▶ Excerpt provided:
■ ■ ■ ■ ■
# Purchase VW in Europe and import to USA



## TDimultipleowner (Jul 24, 2013)

Does anyone know if it is possible to purchase a VW in Europe, maybe drive it there on holiday, and then ship/import it back to USA? Maybe a VW model not available here such as the Touran or Cady. Realize there would be an import duty, 2.5 percent according to Operating Engineer O/O.
Has anybody done this recently? Does VW itself in Germany do this? If not, who might the vehicle be purchased from? Any tips on doing this? Am particularly interested in above two models with TDi engine.


----------



## the snake 87 (May 26, 2013)

I've heard you can call a dealership in Europe also and ask if they are willing to export it to the states. Obviously all shipping/duties/taxes are at responsibility of the buyer. It's common with exotic cars... but with a VW? Probably not worth it.


----------



## Rockerchick (May 10, 2005)

Unless it's 25 years old or more, it's going to be too expensive and really not worth it.


----------



## GTINC (Jan 28, 2005)

TDimultipleowner said:


> Does anyone know if it is possible to purchase a VW in Europe, maybe drive it there on holiday, and then ship/import it back to USA? Maybe a VW model not available here such as the Touran or Cady. Realize there would be an import duty, 2.5 percent according to Operating Engineer O/O.
> Has anybody done this recently? Does VW itself in Germany do this? If not, who might the vehicle be purchased from? Any tips on doing this? Am particularly interested in above two models with TDi engine.


Unless the car is certified for sale in the USA, you would not be able to get it thru customs, would not be able to register it and would not be able to insure it. These small issues aside, go for it!


----------



## DUTCHMANia (Apr 7, 2003)

buy from a US dealer and do a european delivery, picking it up in Wolfsburg. 

You can't buy anything non-american though


----------



## feels_road (Jan 27, 2005)

DUTCHMANia said:


> buy from a US dealer and do a european delivery, picking it up in Wolfsburg.
> 
> You can't buy anything non-american though


 Unlike Audi, VW does not do European delivery for the US.


----------



## GoFaster (Jun 18, 1999)

TDimultipleowner said:


> Maybe a VW model not available here such as the Touran or Cady.


 Not possible. The USA will only allow you to bring a vehicle compliant with US standards (NHTSA/EPA) into the country (unless it is more than 25 years old). 

This not only completely rules out bringing in anything that does not have an equivalent US model (Touran, etc) but it even rules out bringing in a European-market version of the SAME car that is sold in the US (e.g. Euro-market Golf versus US-market Golf). The European-market models have different lighting, glass, bumpers, emission equipment, etc. 

There is a registered-importer process in the USA for converting certain vehicles to meet US specs, but it is time-consuming and very costly at best, and not all foreign-market vehicles have been subjected to the US-market crash testing, and if they haven't ... you can't.


----------



## blipsman (Nov 20, 2001)

Yeah, it's not worth it if you have to handle the updates to meet U.S. specs for emissions, lighting, etc. My dad looked into it about 20 years ago when we lived in Holland for a year and he considered buying his Mercedes E-class company car to bring back. But it would've been like $5k back then to to the necessary work, so probably $10k today. If you were buying an exotic or collectible car, maybe that investment is worth it... for a VW? Not so much.
■ ■ ■ ■ ■
▶ Information shown:
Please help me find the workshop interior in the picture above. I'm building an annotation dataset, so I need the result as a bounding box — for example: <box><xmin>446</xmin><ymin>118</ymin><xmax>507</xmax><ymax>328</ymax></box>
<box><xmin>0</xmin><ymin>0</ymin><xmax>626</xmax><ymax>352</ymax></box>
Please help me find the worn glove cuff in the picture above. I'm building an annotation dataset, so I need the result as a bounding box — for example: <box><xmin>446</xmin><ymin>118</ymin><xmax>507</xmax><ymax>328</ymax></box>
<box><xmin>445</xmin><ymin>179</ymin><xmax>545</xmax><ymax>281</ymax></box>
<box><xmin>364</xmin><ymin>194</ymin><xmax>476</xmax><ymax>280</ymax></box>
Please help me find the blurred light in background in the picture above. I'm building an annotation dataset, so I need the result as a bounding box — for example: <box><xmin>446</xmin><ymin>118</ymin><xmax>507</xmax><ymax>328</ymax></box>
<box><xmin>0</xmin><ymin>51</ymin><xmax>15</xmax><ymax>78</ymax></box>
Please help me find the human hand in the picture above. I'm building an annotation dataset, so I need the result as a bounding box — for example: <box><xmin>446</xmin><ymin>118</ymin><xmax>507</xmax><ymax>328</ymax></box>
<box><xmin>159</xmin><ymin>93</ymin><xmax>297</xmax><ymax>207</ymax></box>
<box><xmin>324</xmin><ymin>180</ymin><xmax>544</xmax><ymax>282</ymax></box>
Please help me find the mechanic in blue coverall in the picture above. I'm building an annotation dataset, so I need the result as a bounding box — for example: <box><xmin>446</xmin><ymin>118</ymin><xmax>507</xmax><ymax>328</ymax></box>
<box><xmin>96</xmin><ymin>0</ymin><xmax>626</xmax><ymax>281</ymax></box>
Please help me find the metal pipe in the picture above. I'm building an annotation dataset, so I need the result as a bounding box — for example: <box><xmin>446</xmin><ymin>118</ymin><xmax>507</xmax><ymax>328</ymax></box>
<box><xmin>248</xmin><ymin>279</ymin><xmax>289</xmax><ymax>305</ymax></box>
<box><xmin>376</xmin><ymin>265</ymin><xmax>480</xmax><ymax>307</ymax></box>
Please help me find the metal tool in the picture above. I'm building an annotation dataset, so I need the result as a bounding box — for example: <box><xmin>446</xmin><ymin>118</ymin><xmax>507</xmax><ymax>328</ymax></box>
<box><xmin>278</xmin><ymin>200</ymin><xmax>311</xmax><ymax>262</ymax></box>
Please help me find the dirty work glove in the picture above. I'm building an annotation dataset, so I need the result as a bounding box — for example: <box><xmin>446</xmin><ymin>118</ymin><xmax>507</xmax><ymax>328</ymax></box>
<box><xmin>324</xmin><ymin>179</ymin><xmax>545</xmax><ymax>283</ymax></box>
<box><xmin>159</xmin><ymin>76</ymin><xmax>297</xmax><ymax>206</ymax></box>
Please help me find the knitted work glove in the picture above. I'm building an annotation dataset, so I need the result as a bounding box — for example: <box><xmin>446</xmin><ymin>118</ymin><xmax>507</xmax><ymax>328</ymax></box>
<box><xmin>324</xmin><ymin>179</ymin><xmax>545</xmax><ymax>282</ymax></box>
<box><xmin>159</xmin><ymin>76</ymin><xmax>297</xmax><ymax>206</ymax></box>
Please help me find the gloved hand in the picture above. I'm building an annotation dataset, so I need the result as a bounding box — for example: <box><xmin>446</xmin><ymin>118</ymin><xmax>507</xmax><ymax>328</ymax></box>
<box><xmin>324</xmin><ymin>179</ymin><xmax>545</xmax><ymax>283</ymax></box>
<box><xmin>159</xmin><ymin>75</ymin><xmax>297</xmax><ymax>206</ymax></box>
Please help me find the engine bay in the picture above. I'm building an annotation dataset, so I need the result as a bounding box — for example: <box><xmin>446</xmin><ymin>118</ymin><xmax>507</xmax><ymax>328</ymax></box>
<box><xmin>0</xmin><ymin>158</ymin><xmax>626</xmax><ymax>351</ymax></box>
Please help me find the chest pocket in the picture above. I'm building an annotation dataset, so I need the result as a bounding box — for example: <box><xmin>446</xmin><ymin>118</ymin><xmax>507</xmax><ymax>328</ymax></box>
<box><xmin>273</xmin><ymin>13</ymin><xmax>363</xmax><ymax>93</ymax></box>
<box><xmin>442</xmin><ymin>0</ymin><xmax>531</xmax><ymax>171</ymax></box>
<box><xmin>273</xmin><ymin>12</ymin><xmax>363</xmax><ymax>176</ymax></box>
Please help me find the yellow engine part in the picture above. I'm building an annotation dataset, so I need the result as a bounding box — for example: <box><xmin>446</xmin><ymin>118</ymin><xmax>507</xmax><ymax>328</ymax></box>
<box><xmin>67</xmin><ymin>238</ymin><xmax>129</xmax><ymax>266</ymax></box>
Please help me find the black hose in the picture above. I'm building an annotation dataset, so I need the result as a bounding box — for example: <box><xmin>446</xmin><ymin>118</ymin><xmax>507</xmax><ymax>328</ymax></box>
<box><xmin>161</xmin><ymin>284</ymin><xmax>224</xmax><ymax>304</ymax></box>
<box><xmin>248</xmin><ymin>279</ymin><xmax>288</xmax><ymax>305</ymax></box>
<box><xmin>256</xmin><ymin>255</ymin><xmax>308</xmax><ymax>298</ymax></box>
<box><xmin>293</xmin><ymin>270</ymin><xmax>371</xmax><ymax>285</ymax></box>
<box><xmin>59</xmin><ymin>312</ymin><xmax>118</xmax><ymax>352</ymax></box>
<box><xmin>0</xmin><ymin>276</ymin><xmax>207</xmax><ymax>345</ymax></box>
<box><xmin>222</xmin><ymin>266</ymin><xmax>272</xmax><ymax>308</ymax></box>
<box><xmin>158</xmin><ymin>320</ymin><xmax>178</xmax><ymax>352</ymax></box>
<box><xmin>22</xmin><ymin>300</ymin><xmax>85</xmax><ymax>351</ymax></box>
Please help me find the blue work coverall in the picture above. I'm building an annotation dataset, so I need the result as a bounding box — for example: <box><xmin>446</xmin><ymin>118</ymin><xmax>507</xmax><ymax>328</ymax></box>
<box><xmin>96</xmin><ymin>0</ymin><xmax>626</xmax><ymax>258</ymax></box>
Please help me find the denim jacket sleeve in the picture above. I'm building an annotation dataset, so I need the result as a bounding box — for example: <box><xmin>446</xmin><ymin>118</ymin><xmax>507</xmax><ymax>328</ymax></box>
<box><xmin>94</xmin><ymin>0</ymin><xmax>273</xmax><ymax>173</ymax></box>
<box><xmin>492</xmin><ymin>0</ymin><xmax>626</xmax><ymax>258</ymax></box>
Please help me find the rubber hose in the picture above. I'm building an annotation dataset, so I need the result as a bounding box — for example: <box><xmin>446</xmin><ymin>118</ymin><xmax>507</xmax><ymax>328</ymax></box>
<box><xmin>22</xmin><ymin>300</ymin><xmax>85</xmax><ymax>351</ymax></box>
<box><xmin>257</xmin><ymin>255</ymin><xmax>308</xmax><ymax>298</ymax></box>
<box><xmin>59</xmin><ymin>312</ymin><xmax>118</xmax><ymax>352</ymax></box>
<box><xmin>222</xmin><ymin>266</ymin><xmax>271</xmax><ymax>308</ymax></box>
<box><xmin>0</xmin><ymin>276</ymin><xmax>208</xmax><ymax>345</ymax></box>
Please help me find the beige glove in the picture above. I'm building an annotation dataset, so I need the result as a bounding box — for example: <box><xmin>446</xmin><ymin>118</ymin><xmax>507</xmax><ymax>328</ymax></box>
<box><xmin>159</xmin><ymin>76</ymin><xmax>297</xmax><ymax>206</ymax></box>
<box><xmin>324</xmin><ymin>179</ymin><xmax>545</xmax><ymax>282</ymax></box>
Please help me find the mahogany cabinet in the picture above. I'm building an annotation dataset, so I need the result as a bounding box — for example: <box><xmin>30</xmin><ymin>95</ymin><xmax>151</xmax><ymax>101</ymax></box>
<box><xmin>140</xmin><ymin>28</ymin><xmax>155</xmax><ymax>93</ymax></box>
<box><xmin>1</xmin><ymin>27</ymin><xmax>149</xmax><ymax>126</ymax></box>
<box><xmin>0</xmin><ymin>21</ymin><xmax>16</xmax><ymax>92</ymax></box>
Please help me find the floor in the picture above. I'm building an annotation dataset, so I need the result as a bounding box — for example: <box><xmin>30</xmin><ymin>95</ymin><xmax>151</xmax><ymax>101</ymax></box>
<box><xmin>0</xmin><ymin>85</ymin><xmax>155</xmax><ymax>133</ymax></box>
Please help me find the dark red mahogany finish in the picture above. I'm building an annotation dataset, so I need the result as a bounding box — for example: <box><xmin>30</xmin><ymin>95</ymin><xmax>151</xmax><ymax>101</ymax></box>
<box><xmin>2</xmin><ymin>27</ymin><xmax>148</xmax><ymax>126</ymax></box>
■ ■ ■ ■ ■
▶ Directions for this task:
In the forum thread about importing a European VW to the USA, copy word for word the passage from "Not possible. The" to "emission equipment, etc.".

▶ Result of this task:
Not possible. The USA will only allow you to bring a vehicle compliant with US standards (NHTSA/EPA) into the country (unless it is more than 25 years old). 

This not only completely rules out bringing in anything that does not have an equivalent US model (Touran, etc) but it even rules out bringing in a European-market version of the SAME car that is sold in the US (e.g. Euro-market Golf versus US-market Golf). The European-market models have different lighting, glass, bumpers, emission equipment, etc.